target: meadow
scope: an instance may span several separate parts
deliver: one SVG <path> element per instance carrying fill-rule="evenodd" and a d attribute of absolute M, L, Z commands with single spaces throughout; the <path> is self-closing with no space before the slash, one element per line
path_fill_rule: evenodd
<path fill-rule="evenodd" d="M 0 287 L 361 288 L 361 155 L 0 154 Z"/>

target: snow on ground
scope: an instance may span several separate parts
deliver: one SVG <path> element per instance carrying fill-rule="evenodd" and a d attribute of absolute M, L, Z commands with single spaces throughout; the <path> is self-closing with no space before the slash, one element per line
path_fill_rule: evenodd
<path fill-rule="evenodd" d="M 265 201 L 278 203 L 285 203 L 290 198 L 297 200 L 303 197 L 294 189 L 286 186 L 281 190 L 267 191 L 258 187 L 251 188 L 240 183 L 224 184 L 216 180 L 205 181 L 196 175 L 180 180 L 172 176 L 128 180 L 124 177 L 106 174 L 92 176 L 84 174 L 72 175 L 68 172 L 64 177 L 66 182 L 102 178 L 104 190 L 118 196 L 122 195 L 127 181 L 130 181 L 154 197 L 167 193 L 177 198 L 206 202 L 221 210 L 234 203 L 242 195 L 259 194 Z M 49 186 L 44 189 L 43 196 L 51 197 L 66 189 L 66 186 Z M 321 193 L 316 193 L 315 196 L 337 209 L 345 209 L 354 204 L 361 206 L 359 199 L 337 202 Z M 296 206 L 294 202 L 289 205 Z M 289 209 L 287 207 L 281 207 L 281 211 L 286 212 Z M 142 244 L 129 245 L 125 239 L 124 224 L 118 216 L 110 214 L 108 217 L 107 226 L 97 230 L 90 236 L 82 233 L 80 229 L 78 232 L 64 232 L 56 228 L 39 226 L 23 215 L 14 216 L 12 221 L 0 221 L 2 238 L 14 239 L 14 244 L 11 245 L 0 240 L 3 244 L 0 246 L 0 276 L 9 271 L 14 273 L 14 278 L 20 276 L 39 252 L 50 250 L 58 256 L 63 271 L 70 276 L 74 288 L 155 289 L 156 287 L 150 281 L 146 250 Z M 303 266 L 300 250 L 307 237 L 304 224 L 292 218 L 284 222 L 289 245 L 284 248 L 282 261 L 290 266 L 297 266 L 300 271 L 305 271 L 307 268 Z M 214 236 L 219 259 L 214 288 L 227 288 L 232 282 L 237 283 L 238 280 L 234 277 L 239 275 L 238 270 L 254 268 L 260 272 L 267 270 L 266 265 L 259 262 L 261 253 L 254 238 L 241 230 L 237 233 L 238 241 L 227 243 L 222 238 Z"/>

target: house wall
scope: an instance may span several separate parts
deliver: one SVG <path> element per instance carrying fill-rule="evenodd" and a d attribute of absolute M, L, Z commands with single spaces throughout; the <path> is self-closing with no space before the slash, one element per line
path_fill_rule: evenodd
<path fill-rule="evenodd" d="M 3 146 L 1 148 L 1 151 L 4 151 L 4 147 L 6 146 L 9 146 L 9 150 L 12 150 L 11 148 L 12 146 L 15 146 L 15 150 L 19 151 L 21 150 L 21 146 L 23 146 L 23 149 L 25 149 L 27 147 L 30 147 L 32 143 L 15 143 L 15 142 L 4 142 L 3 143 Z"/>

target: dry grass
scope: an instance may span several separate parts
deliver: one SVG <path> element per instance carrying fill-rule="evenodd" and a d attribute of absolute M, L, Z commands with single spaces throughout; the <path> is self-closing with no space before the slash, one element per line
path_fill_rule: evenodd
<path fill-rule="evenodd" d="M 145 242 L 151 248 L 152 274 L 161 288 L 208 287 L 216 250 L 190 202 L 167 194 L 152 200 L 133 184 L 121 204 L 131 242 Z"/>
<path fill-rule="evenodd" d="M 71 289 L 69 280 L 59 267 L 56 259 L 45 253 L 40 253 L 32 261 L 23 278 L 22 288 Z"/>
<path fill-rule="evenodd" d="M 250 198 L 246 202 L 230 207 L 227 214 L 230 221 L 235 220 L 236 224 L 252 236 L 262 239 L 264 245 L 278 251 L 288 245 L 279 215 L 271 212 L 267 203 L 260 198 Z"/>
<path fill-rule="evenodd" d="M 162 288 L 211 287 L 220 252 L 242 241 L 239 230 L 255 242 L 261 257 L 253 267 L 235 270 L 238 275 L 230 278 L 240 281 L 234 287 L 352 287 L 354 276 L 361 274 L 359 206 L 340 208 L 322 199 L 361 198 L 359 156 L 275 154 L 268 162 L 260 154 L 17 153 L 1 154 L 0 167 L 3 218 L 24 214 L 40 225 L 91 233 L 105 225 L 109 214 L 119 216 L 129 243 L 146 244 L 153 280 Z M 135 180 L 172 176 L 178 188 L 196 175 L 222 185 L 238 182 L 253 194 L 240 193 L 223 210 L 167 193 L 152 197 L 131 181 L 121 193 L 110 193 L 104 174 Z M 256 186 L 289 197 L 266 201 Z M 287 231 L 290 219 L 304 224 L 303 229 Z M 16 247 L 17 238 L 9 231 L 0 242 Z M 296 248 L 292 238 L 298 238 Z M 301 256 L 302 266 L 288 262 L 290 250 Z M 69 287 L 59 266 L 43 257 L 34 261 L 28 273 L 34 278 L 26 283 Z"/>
• • • •
■ Exercise requirements ■
Could you rewrite the material as a Markdown table with the columns Entry and Content, starting with the line that contains "target: house wall" and going on through the line that contains "146 L 1 148"? Number each line in Entry, put the line itself in Content, and leave out any blank lines.

■ Result ■
| Entry | Content |
|---|---|
| 1 | target: house wall |
| 2 | scope: an instance may span several separate parts |
| 3 | deliver: one SVG <path> element per instance carrying fill-rule="evenodd" and a d attribute of absolute M, L, Z commands with single spaces throughout; the <path> is self-closing with no space before the slash, one element per line |
| 4 | path_fill_rule: evenodd |
| 5 | <path fill-rule="evenodd" d="M 3 146 L 1 148 L 1 151 L 4 151 L 4 147 L 6 146 L 9 146 L 9 150 L 12 150 L 11 148 L 12 146 L 15 146 L 15 150 L 19 151 L 21 150 L 21 146 L 23 146 L 23 149 L 25 149 L 27 147 L 30 147 L 32 143 L 15 143 L 15 142 L 4 142 L 3 143 Z"/> |